## What this task involves
What is needed is an exact copy of the lines from the one containing "Target: gold trim on kepi" through the final line of the material below.
---- Given records
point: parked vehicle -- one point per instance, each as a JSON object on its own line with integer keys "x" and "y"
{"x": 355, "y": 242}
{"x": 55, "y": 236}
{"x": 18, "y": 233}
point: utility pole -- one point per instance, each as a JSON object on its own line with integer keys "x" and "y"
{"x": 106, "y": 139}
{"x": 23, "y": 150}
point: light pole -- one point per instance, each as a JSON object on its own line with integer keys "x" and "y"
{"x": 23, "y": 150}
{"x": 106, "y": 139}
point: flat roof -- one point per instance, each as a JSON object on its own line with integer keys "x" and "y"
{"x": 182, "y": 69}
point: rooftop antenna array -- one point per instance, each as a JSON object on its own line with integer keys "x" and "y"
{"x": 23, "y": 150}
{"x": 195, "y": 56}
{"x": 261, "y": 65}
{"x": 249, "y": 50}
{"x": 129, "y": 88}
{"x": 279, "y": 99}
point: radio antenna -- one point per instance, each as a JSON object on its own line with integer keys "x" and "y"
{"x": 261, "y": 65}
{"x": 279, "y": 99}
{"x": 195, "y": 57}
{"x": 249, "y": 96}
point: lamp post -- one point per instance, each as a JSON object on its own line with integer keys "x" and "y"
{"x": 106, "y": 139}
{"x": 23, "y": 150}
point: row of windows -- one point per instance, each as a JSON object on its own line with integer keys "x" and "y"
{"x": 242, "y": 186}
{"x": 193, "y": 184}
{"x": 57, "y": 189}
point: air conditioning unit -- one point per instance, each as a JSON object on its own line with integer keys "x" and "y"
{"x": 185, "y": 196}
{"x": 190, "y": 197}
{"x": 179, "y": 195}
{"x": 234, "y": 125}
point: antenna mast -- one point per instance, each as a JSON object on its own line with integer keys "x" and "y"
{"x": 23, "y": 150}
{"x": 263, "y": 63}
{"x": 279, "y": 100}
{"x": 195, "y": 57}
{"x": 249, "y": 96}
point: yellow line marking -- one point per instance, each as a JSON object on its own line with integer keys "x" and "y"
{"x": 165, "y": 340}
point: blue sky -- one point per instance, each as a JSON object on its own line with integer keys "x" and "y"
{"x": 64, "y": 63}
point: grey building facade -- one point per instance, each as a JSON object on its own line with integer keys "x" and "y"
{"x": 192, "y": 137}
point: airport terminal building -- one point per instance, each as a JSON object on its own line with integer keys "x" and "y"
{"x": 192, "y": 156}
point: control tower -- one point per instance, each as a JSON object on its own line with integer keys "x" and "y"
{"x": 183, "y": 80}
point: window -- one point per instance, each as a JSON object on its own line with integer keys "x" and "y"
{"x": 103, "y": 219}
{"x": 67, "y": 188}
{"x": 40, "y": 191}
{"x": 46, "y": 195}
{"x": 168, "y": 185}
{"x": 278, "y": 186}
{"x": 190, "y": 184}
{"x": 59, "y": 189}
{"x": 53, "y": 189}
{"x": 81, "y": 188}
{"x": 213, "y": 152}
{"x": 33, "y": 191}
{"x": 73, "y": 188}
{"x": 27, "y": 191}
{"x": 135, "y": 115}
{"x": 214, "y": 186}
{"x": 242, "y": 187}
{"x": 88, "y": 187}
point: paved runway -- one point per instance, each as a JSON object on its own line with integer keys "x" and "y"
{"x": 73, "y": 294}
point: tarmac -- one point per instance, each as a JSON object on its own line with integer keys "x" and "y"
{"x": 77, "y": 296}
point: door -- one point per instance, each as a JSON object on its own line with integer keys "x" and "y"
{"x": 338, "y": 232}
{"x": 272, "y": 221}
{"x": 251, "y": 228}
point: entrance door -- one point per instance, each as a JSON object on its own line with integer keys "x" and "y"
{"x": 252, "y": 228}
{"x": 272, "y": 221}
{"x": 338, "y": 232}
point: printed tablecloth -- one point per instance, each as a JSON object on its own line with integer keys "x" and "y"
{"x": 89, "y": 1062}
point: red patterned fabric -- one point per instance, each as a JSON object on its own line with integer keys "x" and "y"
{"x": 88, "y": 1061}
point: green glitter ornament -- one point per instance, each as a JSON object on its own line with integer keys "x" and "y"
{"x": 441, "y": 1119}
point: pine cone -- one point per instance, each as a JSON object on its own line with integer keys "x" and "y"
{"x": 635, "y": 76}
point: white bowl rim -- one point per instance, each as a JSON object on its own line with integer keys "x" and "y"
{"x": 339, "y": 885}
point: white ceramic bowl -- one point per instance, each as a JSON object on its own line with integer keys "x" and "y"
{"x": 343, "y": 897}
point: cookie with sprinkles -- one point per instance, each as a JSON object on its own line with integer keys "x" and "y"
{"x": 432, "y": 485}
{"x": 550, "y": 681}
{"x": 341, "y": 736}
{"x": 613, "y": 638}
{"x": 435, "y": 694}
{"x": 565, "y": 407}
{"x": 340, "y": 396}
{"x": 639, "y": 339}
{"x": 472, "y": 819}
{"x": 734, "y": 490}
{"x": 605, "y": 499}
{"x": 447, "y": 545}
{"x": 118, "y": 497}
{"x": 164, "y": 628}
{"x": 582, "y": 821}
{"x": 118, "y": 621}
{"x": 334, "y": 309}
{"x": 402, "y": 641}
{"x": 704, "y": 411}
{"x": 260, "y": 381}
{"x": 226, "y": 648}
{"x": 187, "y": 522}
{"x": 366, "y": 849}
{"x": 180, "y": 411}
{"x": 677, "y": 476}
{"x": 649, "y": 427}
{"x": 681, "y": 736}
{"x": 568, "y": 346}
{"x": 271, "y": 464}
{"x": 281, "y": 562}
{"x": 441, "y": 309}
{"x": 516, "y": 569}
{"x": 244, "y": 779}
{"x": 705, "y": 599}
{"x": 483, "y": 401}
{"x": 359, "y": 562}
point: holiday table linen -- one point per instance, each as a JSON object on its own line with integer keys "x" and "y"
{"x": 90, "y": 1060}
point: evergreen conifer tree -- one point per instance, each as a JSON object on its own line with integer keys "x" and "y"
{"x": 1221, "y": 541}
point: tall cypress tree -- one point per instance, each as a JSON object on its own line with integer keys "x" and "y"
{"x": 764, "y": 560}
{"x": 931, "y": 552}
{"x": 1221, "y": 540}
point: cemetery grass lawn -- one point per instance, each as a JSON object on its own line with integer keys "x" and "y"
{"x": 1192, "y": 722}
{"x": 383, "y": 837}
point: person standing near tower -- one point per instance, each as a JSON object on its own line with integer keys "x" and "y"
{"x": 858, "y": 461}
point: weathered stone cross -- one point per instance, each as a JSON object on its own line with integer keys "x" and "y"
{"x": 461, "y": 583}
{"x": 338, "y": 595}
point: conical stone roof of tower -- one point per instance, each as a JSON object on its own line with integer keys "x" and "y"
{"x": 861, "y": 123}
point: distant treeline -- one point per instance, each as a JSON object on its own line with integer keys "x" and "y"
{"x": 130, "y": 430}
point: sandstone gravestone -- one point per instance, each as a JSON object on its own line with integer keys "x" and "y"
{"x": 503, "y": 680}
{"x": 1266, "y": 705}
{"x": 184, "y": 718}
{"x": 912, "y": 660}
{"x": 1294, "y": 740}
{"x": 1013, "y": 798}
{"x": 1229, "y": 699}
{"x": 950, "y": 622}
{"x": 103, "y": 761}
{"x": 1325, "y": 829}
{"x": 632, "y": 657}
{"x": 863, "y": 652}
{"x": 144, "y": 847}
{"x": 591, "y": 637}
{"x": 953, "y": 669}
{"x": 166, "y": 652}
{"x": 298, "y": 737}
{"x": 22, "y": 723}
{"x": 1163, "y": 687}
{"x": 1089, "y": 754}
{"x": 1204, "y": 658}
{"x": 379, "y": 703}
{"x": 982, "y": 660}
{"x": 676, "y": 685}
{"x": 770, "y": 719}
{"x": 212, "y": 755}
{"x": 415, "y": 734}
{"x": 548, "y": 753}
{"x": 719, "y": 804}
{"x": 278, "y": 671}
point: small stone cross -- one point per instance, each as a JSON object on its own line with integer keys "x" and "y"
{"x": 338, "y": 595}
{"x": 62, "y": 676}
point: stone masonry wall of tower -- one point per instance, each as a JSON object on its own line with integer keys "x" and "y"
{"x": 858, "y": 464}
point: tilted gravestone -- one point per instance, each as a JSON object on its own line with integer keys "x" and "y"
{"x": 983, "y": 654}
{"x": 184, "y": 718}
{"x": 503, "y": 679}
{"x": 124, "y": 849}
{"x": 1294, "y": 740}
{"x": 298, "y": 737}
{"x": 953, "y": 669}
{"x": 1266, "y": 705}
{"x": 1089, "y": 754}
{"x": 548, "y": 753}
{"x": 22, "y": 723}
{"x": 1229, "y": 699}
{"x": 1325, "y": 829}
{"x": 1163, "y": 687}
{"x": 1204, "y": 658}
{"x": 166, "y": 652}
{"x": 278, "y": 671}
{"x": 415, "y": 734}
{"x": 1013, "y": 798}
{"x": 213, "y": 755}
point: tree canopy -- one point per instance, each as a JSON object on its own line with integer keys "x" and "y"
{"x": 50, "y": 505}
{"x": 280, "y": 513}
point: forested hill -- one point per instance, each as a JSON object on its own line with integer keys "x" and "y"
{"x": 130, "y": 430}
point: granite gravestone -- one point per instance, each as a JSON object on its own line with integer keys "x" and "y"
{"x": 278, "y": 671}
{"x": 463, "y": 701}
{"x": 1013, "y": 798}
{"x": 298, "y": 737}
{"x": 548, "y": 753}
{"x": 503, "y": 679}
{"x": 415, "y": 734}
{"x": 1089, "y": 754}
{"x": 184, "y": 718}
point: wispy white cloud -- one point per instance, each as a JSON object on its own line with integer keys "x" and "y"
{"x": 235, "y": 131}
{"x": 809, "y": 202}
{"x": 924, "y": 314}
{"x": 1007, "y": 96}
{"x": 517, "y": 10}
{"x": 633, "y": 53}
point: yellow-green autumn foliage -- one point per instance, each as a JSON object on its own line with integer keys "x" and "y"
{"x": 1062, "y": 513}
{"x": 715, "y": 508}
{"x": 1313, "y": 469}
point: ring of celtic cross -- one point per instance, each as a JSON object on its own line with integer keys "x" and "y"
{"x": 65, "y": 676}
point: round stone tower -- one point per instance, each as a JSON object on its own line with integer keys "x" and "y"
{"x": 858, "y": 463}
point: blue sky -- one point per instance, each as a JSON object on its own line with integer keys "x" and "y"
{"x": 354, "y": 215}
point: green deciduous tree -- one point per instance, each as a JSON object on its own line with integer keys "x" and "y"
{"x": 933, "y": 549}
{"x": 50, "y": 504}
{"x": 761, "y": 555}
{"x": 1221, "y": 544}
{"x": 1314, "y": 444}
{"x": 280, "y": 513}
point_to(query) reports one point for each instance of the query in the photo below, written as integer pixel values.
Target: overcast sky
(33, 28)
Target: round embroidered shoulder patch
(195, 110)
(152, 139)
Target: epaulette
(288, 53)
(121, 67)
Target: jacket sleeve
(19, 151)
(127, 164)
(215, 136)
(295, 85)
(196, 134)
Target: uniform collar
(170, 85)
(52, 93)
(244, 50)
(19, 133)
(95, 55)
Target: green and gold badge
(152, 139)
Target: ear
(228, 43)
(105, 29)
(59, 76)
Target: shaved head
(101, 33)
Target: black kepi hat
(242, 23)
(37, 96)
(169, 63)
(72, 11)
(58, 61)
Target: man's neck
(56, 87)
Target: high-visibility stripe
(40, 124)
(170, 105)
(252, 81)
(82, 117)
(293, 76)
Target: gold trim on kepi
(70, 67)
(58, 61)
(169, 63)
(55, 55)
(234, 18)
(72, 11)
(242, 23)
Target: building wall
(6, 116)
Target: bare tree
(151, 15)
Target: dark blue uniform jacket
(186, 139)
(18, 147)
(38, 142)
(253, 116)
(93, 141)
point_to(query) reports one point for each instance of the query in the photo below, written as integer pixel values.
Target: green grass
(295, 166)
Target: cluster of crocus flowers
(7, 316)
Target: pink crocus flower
--------
## Task output
Target: gold trim on kepi
(70, 67)
(58, 61)
(169, 63)
(55, 55)
(234, 18)
(72, 11)
(242, 23)
Target: building wall
(6, 116)
Target: bare tree
(151, 15)
Target: dark blue uniform jacket
(186, 139)
(18, 147)
(38, 142)
(253, 116)
(93, 141)
point_to(query) reports one point for each instance of the query in the photo below, written as integer pixel values.
Target: green grass
(295, 166)
Target: cluster of crocus flowers
(7, 316)
Target: pink crocus flower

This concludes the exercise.